_WHAT IS REQUIRED_
Return all entries precisely as they stand, without the images.

_LISTING_
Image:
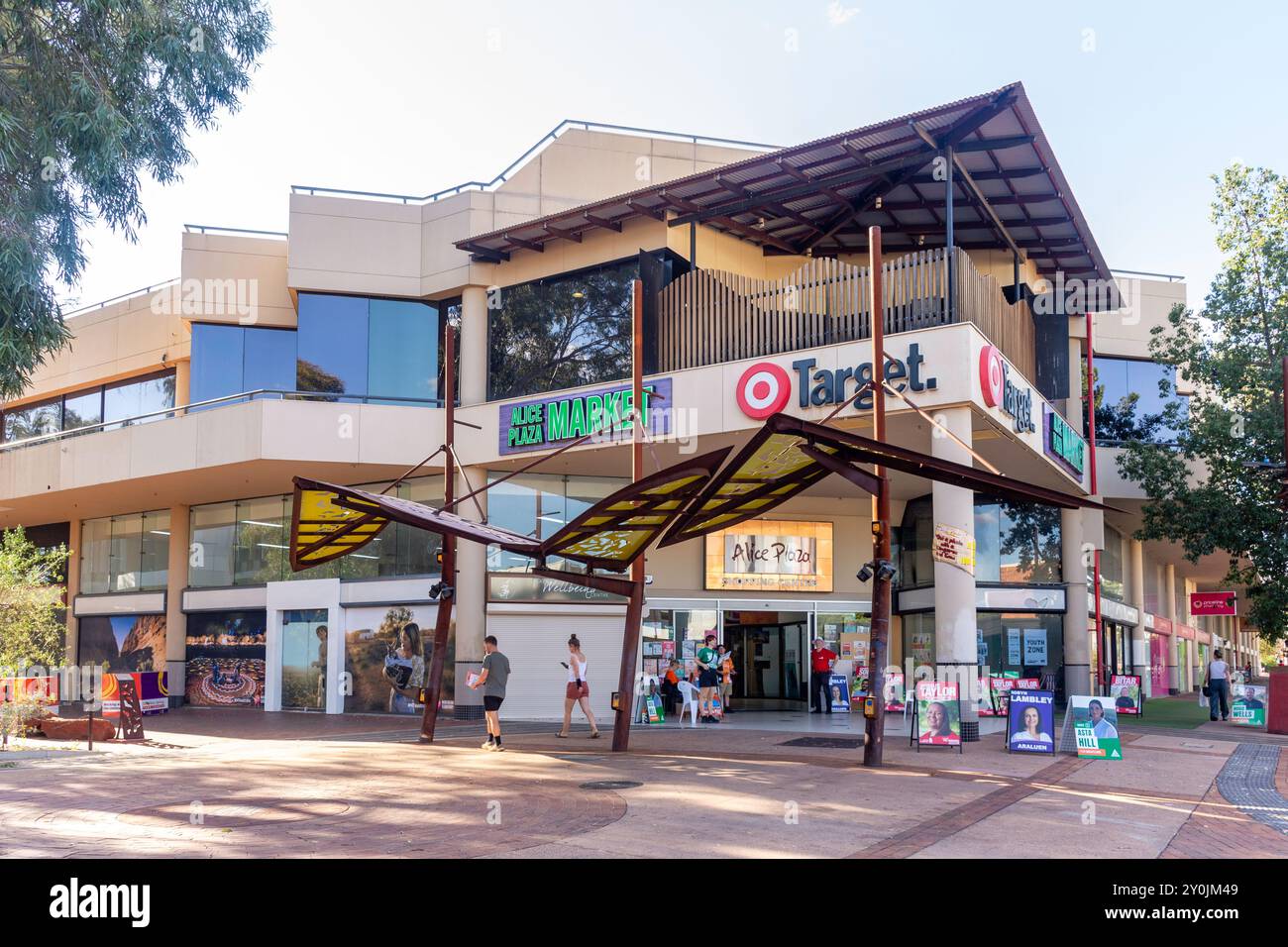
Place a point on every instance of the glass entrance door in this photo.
(304, 648)
(768, 656)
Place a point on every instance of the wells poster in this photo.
(938, 714)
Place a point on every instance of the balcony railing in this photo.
(706, 317)
(258, 394)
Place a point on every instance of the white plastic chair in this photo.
(690, 693)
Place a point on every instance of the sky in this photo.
(1141, 102)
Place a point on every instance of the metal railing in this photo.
(209, 228)
(243, 397)
(124, 295)
(503, 175)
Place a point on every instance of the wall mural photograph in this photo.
(226, 659)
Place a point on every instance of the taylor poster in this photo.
(893, 692)
(938, 714)
(1095, 725)
(1030, 722)
(838, 688)
(1248, 707)
(1125, 692)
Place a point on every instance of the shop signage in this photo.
(1030, 722)
(1059, 442)
(532, 425)
(782, 554)
(954, 547)
(771, 556)
(818, 386)
(1214, 603)
(1000, 392)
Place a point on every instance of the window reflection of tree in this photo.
(562, 333)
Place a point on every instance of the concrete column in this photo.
(956, 652)
(1173, 659)
(175, 621)
(1136, 596)
(72, 587)
(471, 596)
(473, 346)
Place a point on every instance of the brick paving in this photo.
(294, 785)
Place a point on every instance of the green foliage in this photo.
(1212, 492)
(31, 603)
(93, 94)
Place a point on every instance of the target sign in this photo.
(992, 377)
(763, 390)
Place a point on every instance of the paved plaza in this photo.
(240, 784)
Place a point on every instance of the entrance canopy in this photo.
(819, 197)
(789, 455)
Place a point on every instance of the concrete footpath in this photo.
(228, 784)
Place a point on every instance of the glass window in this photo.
(218, 354)
(81, 410)
(33, 420)
(155, 551)
(138, 397)
(402, 360)
(331, 344)
(1132, 398)
(214, 536)
(263, 540)
(268, 360)
(563, 331)
(95, 556)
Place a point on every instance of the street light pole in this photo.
(881, 578)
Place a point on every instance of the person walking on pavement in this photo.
(820, 661)
(1218, 682)
(496, 673)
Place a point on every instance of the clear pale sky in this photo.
(1141, 101)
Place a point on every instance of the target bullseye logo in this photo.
(763, 390)
(992, 375)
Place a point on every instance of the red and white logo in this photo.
(992, 377)
(763, 390)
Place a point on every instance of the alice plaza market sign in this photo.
(533, 425)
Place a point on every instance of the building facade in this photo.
(162, 442)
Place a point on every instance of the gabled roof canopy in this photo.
(820, 197)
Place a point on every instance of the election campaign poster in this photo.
(1095, 727)
(893, 692)
(838, 688)
(1248, 707)
(938, 714)
(1030, 722)
(1125, 692)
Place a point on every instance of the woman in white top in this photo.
(1218, 682)
(578, 689)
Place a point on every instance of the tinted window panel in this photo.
(333, 344)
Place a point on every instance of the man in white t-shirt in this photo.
(1219, 685)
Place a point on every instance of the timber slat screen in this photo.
(707, 316)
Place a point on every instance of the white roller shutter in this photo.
(536, 642)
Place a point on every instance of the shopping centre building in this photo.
(161, 445)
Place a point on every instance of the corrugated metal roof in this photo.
(819, 197)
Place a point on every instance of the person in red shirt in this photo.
(820, 660)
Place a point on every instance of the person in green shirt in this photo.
(708, 680)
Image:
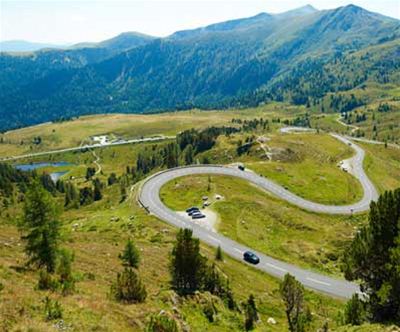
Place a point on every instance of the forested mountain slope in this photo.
(297, 56)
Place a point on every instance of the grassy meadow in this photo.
(97, 234)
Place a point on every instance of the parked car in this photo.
(191, 213)
(198, 216)
(251, 257)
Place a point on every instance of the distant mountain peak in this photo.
(304, 10)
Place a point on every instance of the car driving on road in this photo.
(251, 257)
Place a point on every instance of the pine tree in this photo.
(64, 270)
(354, 312)
(123, 193)
(189, 153)
(373, 258)
(130, 256)
(162, 323)
(42, 228)
(187, 265)
(97, 195)
(292, 293)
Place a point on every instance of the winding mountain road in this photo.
(149, 197)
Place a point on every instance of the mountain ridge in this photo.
(239, 62)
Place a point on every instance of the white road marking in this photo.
(213, 238)
(276, 267)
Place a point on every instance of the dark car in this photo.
(193, 208)
(251, 257)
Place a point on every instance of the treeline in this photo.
(374, 259)
(10, 176)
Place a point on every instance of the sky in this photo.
(67, 22)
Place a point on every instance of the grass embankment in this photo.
(382, 166)
(101, 231)
(255, 218)
(306, 164)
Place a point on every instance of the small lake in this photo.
(54, 176)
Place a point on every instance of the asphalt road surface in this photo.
(150, 199)
(92, 146)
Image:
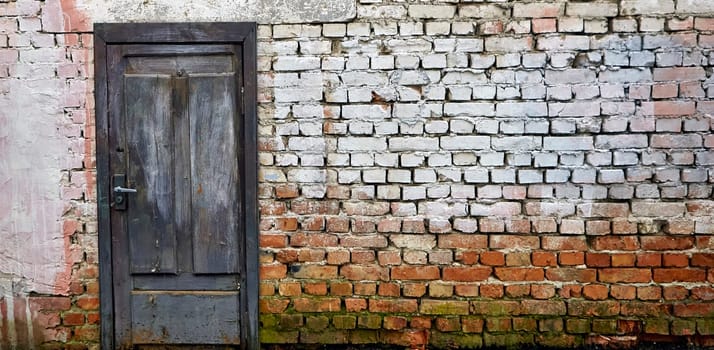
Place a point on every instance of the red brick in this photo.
(414, 289)
(389, 225)
(393, 305)
(316, 288)
(561, 243)
(519, 274)
(313, 223)
(675, 292)
(317, 304)
(394, 322)
(365, 288)
(494, 291)
(313, 240)
(468, 257)
(362, 256)
(355, 304)
(466, 274)
(597, 259)
(466, 290)
(88, 303)
(571, 258)
(623, 292)
(471, 325)
(389, 290)
(623, 260)
(415, 273)
(290, 288)
(571, 275)
(463, 241)
(616, 243)
(340, 288)
(273, 240)
(703, 260)
(273, 306)
(649, 260)
(509, 242)
(666, 243)
(338, 257)
(649, 293)
(679, 275)
(492, 258)
(595, 291)
(389, 257)
(448, 324)
(542, 291)
(73, 319)
(629, 275)
(703, 293)
(518, 290)
(694, 310)
(314, 271)
(273, 271)
(338, 224)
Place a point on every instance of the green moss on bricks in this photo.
(325, 337)
(364, 337)
(317, 323)
(705, 326)
(455, 340)
(508, 340)
(270, 336)
(344, 321)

_COMPLETE OUTPUT_
Image:
Place a point on every instance of the glass entrance door in this photo.
(304, 648)
(768, 656)
Place a point on every instance of the wells poster in this photo.
(938, 714)
Place a point on every instance of the balcony railing in this photo.
(706, 317)
(258, 394)
Place a point on every instance of the white plastic chair in this photo.
(690, 693)
Place a point on every instance of the sky in this photo.
(1141, 102)
Place a point on every instance of the metal railing in this photo.
(209, 228)
(243, 397)
(124, 295)
(503, 175)
Place a point on every instance of the wall mural photograph in this photo.
(226, 659)
Place a point on every instance of the taylor poster in this photo.
(893, 692)
(938, 714)
(1095, 725)
(1030, 722)
(838, 688)
(1248, 707)
(1125, 692)
Place a point on every instance of the shop signage in this photo.
(1030, 722)
(1059, 442)
(532, 425)
(782, 554)
(954, 547)
(771, 556)
(818, 386)
(1214, 603)
(1000, 392)
Place a point on every instance of the window reflection of tree in this photo.
(562, 333)
Place a point on every instance of the concrete column in this photo.
(956, 652)
(1173, 659)
(175, 621)
(1136, 596)
(72, 587)
(471, 596)
(473, 346)
Place a point on every instance of the brick paving in this photo.
(294, 785)
Place a point on every instance of the green foliage in this photo.
(1212, 492)
(31, 603)
(93, 94)
Place a point on every instance of the target sign in this photo.
(992, 377)
(763, 390)
Place a point on every instance of the paved plaza in this photo.
(240, 784)
Place a point on every instance of the entrance canopy in this photo.
(819, 197)
(789, 455)
Place a point on every instance of the concrete footpath in this photo.
(228, 784)
Place a point on every instance of the glass window in this photo.
(218, 354)
(81, 410)
(33, 420)
(155, 551)
(138, 397)
(402, 360)
(331, 344)
(1132, 398)
(214, 536)
(263, 540)
(268, 360)
(563, 331)
(95, 556)
Place a point on every instance of the street light pole in this photo.
(881, 578)
Place a point on every instance of the person walking on pavement in this photo.
(820, 661)
(1218, 682)
(496, 673)
Place a point on every instance of the clear pale sky in this photo.
(1141, 101)
Place a point on every instance of the target bullseye logo in this photo.
(763, 390)
(992, 375)
Place a point on every instance of the red and white logo in this photo.
(992, 377)
(763, 390)
Place a point on every instance of the alice plaza market sign in this photo.
(533, 425)
Place a point on every instance of the building facade in this photo.
(162, 442)
Place a point on every instance of the gabled roof canopy in this photo.
(820, 197)
Place a point on every instance of the election campaign poster in this photo.
(1095, 727)
(893, 692)
(838, 688)
(1248, 707)
(938, 714)
(1030, 722)
(1125, 692)
Place a point on every instance of the woman in white top in this photo.
(1218, 682)
(578, 689)
Place a point on every instance of the tinted window panel in this photo.
(333, 344)
Place a point on every instance of the man in white t-shirt in this photo.
(1219, 685)
Place a point on every instance of the timber slat screen in this photo.
(707, 316)
Place a point on every instance of the white roller shutter in this photo.
(536, 642)
Place a point on every instance of the shopping centre building in this photo.
(161, 445)
Place a point on every instance of the corrugated metal roof in this photo.
(819, 197)
Place a point on every instance of the person in red shirt in this photo.
(820, 660)
Place a point on every instance of the person in green shirt in this photo.
(708, 680)
Image:
Place a point on every instance of the forested mountain slope in this photo.
(297, 56)
Place a point on every instance of the grassy meadow in this photo.
(97, 234)
Place a point on every instance of the parked car in this photo.
(191, 213)
(198, 216)
(251, 257)
Place a point on every instance of the distant mountain peak in this photo.
(304, 10)
Place a point on every instance of the car driving on road in this photo.
(251, 257)
Place a point on every instance of the pine tree in this photo.
(64, 270)
(354, 312)
(123, 193)
(189, 153)
(373, 258)
(130, 256)
(162, 323)
(42, 228)
(187, 265)
(97, 195)
(292, 293)
Place a point on every instance of the winding mountain road in this photo.
(149, 197)
Place a point on every instance of the mountain ridge in this photo.
(239, 62)
Place a point on every instance of the white road marking in this photo.
(213, 238)
(276, 267)
Place a point on every instance of the dark car in this photo.
(193, 208)
(251, 257)
Place a point on every instance of the treeline in this photo.
(374, 259)
(10, 176)
Place a point on every instance of the sky in this photo.
(67, 22)
Place a point on every instance of the grass embankment in this photo.
(382, 166)
(101, 231)
(255, 218)
(306, 164)
Place a point on every instance of the small lake in this photo.
(54, 176)
Place a point on every instance of the asphalt road surface in this photo.
(150, 199)
(92, 146)
Image:
Place a point on every instance of the red brick in this photo.
(414, 289)
(389, 225)
(393, 305)
(316, 288)
(561, 243)
(519, 274)
(313, 223)
(675, 292)
(317, 304)
(394, 322)
(365, 288)
(494, 291)
(313, 240)
(468, 257)
(362, 256)
(355, 304)
(466, 274)
(597, 259)
(466, 290)
(88, 303)
(571, 258)
(623, 292)
(471, 325)
(389, 290)
(623, 260)
(415, 273)
(290, 288)
(571, 275)
(463, 241)
(616, 243)
(340, 288)
(273, 240)
(703, 260)
(273, 306)
(649, 260)
(509, 242)
(666, 243)
(338, 257)
(649, 293)
(679, 275)
(492, 258)
(595, 291)
(389, 257)
(448, 324)
(542, 291)
(73, 319)
(629, 275)
(703, 293)
(518, 290)
(694, 310)
(314, 271)
(273, 271)
(338, 224)
Place a point on every instance of the green moss on bricks in this photo.
(325, 337)
(364, 337)
(317, 323)
(705, 326)
(455, 340)
(508, 340)
(270, 336)
(344, 321)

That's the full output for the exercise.